1.3 CONTRATO DE FRANQUIA

Como vimos, o contrato de franquia empresarial surgiu nos Estados Unidos,

tendo se difundido principalmente após a Segunda Guerra Mundial, como solução

para a iniciativa de expansão mercadológica das grandes empresas.

O contrato de franquia pode ser definido como o pacto estabelecido entre

franqueador e franqueado para que aquele conceda a este o direito de uso da sua

marca, dos sinais distintivos e o fornecimento da tecnologia necessária para a

implantação e o andamento do negócio, mediante um pagamento inicial e uma

porcentagem mensal dos lucros advindos da atividade.

Quanto ao direito de uso da marca e dos sinais distintivos, esta pode

englobar também a utilização de patentes registradas pela concedente, para

utilização exclusiva de suas concessionárias. Entre os itens de tecnologia que o

franqueador deverá disponibilizar para o franqueado estão o know-how

(conhecimento da atividade e do mercado e experiência negocial), e ainda, sistema

operacional desenvolvido pelo franqueador ou sob encomenda para este, para

gerenciamento de produção ou vendas, controle de estoque, carteira de clientes e

administração das demais tarefas administrativas ou operacionais necessárias ao

desenvolvimento das atividades.

Podemos concluir que o objeto do contrato de franchising é a utilização da

marca e do know-how da concedente pela concessionária, incumbindo ao

franqueado cumprir com as obrigações que lhe são impostas, bem como, cabe ao

franqueador o suporte para administração do negócio, o fornecimento do material a

ser comercializado e a publicidade dos produtos ou serviços comercializados,

visando o sucesso do empreendimento. Este suporte por parte do franqueador é

imprescindível, pois o candidato a franqueado, geralmente, não possui experiência

na administração de negócio próprio. Assim, toda a estrutura e o apoio do

franqueador trazem segurança à atividade do franqueado, diminuindo os riscos de

prejuízos pela falta de planejamento ou má condução do negócio.

* * * * * * *

## O que fazer
[1] Segundo o texto sobre o contrato de franquia, em que país surgiu o contrato de franquia empresarial?
[2] Por favor, transcreva do texto sobre o contrato de franquia tudo o que vai de "para a iniciativa" até "advindos da atividade.".

* * * * * * *

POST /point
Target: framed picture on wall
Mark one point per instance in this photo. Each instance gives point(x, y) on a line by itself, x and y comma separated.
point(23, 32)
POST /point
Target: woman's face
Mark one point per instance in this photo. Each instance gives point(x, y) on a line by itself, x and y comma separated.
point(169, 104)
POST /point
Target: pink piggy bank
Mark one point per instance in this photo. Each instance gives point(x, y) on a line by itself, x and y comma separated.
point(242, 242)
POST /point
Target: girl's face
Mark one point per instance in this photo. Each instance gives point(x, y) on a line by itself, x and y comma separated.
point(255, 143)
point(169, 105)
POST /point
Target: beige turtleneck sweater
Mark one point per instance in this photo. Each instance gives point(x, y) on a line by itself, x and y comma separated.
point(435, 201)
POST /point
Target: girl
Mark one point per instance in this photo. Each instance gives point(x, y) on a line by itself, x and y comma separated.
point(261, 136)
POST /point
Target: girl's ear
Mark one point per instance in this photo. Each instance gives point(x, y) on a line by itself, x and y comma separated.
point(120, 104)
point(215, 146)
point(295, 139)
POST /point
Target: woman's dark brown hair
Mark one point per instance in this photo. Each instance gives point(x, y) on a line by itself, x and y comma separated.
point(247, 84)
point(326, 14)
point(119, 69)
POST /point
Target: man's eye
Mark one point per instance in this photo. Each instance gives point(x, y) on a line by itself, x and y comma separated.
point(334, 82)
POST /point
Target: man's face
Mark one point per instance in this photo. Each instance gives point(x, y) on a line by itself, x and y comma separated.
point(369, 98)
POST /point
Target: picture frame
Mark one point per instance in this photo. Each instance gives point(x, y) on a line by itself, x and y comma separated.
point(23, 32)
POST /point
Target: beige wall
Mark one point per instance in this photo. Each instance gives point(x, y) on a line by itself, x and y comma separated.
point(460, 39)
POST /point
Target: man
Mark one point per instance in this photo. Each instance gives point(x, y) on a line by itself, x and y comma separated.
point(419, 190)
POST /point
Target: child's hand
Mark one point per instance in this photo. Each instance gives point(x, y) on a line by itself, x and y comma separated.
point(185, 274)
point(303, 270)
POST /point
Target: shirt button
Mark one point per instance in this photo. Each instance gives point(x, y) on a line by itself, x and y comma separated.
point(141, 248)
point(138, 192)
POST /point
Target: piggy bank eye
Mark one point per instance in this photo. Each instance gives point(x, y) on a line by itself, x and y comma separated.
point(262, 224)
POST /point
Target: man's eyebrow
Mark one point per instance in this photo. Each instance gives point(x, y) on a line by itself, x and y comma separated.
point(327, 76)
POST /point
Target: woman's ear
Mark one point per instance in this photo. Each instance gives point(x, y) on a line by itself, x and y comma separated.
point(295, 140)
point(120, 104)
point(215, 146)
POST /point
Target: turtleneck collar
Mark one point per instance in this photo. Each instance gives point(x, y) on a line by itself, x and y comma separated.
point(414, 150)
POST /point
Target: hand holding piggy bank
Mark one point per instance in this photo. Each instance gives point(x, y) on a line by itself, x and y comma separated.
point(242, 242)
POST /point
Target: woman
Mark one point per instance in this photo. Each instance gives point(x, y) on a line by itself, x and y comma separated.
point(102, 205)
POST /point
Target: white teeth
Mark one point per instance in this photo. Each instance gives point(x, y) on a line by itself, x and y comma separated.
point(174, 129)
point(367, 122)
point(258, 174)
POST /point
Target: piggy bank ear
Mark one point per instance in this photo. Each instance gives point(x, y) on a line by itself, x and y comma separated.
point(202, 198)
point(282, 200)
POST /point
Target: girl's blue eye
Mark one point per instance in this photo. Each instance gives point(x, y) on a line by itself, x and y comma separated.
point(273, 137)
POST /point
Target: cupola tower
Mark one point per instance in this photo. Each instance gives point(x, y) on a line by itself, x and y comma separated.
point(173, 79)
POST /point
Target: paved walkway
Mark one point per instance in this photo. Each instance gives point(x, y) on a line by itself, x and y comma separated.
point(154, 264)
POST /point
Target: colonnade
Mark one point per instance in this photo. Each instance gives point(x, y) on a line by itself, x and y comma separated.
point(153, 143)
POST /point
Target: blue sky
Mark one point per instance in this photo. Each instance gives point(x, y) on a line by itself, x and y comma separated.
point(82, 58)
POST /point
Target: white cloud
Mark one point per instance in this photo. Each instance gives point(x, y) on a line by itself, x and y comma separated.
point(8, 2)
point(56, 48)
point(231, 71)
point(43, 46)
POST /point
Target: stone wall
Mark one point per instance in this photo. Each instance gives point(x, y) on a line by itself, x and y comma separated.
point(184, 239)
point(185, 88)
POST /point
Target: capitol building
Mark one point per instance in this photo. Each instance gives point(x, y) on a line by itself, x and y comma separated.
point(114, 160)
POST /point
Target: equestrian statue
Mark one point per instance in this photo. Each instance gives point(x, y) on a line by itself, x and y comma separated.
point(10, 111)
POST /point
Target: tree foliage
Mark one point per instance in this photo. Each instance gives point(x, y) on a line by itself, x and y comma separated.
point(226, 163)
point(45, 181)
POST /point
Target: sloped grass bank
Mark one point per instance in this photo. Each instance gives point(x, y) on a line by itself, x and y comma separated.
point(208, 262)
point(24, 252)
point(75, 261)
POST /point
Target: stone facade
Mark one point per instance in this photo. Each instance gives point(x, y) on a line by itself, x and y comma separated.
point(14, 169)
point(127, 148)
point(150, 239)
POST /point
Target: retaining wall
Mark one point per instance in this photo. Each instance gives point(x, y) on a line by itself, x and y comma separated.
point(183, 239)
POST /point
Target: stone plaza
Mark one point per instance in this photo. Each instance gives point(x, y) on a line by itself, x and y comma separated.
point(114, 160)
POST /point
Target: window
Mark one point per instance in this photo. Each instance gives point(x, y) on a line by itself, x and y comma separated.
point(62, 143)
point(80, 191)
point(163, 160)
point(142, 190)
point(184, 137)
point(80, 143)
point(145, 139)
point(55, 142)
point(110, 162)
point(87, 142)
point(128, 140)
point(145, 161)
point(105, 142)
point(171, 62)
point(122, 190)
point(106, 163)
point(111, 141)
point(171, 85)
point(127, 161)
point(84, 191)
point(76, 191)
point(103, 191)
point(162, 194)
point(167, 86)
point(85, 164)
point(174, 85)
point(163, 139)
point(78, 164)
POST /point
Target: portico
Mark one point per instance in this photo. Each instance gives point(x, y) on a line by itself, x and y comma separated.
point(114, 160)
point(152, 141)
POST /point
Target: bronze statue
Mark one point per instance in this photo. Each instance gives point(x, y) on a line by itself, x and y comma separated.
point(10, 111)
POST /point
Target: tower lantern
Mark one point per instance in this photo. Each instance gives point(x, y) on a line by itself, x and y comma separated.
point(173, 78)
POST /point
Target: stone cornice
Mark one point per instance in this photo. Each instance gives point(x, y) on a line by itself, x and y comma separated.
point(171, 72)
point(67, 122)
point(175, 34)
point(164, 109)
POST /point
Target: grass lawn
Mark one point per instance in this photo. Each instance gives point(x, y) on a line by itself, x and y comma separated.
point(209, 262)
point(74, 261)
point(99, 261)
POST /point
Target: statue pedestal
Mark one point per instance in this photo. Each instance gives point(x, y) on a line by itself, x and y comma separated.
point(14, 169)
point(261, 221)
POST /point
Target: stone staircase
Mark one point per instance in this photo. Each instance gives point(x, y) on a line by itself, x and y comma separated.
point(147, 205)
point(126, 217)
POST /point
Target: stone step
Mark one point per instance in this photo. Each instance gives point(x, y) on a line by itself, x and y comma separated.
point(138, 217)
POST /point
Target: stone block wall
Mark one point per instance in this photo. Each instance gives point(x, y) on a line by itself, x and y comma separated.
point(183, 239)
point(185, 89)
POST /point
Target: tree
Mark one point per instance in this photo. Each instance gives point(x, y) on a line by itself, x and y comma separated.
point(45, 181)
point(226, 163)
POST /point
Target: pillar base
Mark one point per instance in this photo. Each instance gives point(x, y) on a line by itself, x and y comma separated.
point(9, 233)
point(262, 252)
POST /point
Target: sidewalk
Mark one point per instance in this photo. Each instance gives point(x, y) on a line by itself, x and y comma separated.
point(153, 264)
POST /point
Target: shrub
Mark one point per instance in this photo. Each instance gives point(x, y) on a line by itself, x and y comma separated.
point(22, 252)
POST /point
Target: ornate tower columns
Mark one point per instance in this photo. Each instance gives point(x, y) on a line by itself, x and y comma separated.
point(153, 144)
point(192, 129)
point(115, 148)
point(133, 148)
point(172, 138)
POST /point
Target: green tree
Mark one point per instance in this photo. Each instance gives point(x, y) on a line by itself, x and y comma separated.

* * * * * * *

## Respostas
[1] Nos Estados Unidos.

[2]
para a iniciativa de expansão mercadológica das grandes empresas.

O contrato de franquia pode ser definido como o pacto estabelecido entre

franqueador e franqueado para que aquele conceda a este o direito de uso da sua

marca, dos sinais distintivos e o fornecimento da tecnologia necessária para a

implantação e o andamento do negócio, mediante um pagamento inicial e uma

porcentagem mensal dos lucros advindos da atividade.